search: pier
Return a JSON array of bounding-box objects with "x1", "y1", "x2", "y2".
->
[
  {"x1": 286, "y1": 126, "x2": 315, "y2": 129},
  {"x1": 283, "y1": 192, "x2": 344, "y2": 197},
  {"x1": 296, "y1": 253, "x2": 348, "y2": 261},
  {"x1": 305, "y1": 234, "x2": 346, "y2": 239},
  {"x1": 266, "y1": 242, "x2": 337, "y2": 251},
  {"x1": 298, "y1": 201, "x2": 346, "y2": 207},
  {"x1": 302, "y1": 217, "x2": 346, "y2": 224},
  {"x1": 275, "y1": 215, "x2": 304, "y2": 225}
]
--
The task: Copy down the material exactly as written.

Answer in full:
search: pier
Return a JSON array of bounding-box objects with "x1", "y1", "x2", "y2".
->
[
  {"x1": 286, "y1": 126, "x2": 315, "y2": 129},
  {"x1": 283, "y1": 192, "x2": 344, "y2": 197},
  {"x1": 296, "y1": 253, "x2": 348, "y2": 261},
  {"x1": 305, "y1": 234, "x2": 346, "y2": 239},
  {"x1": 266, "y1": 242, "x2": 337, "y2": 251},
  {"x1": 298, "y1": 201, "x2": 346, "y2": 207},
  {"x1": 302, "y1": 217, "x2": 346, "y2": 224},
  {"x1": 275, "y1": 215, "x2": 304, "y2": 225}
]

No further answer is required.